EXERCISE INSTRUCTIONS:
1. In the flashcards on market failure, one line reads "consumers have power to determine what is bought and sold in market". Translate it into Spanish.
2. Count the lines of the records that contain the string "figure", with case counting. Give only the number.

EXCERPT TO READ:
● ● ● ●
Market mechanism MARKET FAILURE and government intervention Flashcards
(47 cards)
Rationing function of price
Prices act to ration scare resources
(allocative function)
Incentive function of prices
incentive to supply for producers
incentivises amount of demand from consumers
Signalling function of prices
acts as signal for producers and consumers
Advantage of price mechanism
consumers have power to determine what is bought and sold in market
Market failure
occurs when market economy does not achieve efficient allocation of resources (misallocation of resources)
● ● ● ●
GIVEN RECORDS:
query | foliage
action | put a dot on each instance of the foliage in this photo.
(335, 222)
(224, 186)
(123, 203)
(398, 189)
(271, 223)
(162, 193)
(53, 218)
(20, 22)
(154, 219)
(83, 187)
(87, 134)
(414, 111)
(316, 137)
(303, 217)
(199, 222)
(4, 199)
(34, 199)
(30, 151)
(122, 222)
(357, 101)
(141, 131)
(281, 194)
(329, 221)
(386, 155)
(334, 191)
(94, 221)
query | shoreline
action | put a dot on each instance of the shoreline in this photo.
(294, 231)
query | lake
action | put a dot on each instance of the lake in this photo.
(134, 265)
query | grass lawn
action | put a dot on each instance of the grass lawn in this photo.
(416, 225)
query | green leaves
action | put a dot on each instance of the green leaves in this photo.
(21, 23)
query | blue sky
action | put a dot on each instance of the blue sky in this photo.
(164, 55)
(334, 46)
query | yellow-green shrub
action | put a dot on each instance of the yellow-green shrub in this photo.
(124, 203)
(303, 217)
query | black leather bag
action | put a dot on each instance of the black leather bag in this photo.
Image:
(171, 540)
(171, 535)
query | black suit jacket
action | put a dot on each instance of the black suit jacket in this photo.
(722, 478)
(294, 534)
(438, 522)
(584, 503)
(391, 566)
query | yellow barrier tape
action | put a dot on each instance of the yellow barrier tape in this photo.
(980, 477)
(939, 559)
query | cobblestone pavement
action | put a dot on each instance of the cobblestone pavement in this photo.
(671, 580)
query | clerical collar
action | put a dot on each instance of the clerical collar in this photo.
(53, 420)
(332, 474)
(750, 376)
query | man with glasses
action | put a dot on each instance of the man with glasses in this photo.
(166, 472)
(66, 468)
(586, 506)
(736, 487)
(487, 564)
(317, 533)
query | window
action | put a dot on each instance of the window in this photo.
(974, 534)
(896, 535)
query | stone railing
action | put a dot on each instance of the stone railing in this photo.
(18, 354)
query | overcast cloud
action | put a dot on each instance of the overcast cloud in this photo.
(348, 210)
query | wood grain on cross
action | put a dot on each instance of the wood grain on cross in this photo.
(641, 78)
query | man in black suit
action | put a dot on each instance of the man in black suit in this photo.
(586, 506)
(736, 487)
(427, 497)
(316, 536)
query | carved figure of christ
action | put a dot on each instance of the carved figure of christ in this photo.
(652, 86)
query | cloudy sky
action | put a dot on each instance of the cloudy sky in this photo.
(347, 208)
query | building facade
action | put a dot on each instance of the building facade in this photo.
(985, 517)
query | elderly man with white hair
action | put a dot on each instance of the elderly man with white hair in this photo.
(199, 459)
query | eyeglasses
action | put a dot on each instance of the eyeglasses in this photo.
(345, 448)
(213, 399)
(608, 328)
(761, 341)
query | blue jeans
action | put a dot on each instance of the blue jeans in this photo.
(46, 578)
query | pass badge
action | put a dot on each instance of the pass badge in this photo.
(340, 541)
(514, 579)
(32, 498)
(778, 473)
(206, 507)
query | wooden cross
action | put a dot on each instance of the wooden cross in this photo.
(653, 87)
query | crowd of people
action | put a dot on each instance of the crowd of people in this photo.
● ● ● ●
EXERCISE RESULTS:
1. Los consumidores tienen el poder de determinar qué se compra y se vende en el mercado.

2. 2